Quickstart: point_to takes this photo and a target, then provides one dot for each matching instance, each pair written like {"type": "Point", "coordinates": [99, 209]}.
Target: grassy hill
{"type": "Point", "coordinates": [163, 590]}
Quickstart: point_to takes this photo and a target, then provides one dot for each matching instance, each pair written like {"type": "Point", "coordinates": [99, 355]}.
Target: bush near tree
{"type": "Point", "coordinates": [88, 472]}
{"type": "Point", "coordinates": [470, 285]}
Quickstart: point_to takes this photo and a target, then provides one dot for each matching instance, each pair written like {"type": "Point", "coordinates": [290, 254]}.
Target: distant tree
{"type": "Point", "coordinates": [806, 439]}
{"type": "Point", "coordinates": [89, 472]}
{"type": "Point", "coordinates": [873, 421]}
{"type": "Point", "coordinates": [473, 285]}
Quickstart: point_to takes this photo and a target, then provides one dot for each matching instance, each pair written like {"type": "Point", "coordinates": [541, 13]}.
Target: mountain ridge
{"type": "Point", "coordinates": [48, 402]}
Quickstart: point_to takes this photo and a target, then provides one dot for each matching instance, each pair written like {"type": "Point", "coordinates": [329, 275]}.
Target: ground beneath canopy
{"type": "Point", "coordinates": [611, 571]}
==
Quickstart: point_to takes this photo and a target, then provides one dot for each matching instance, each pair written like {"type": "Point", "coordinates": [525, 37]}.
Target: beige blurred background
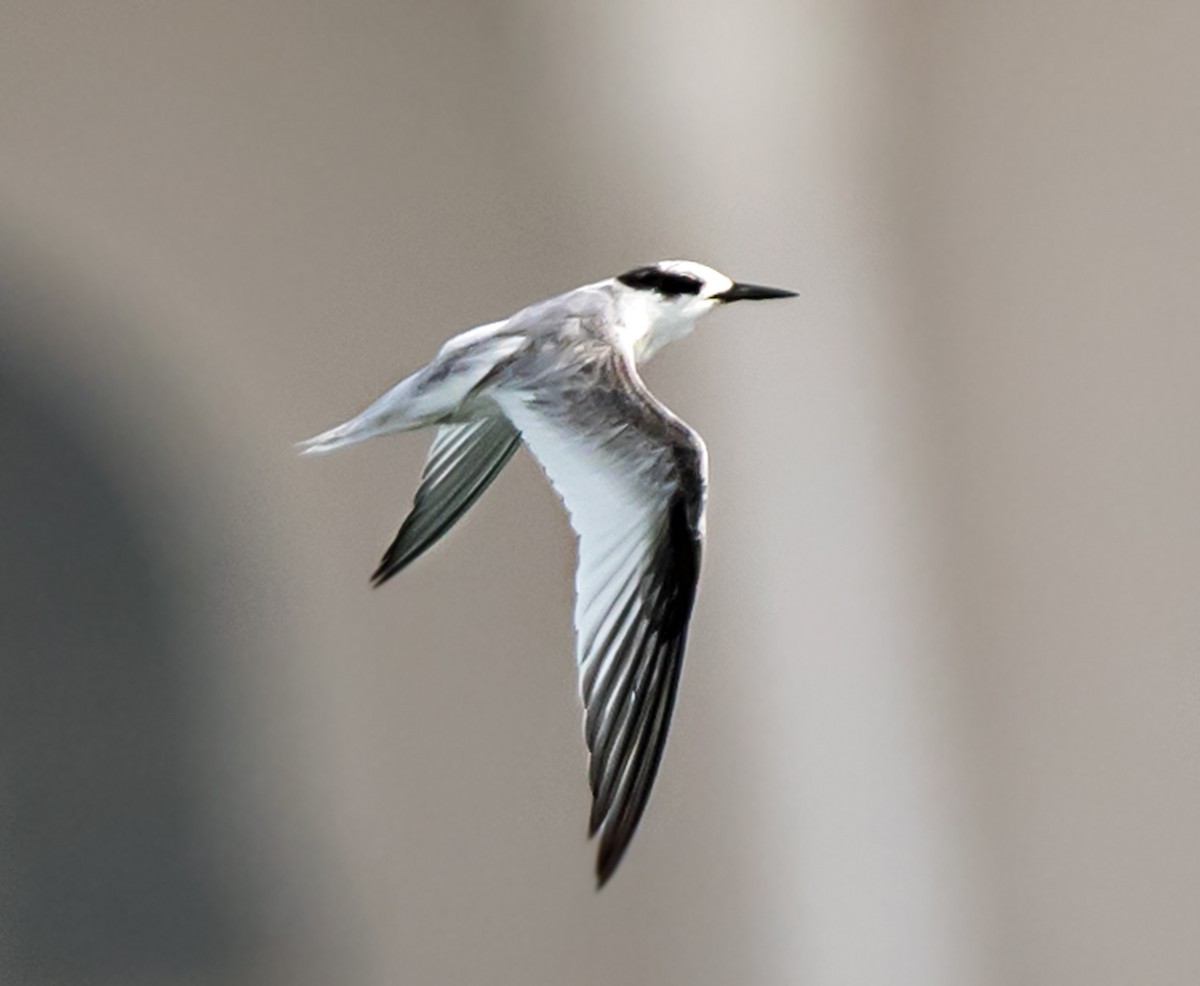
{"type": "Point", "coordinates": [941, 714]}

Written problem |
Count the lines in the records that contain the word "tree", and reply with the number alone.

Response to the task |
2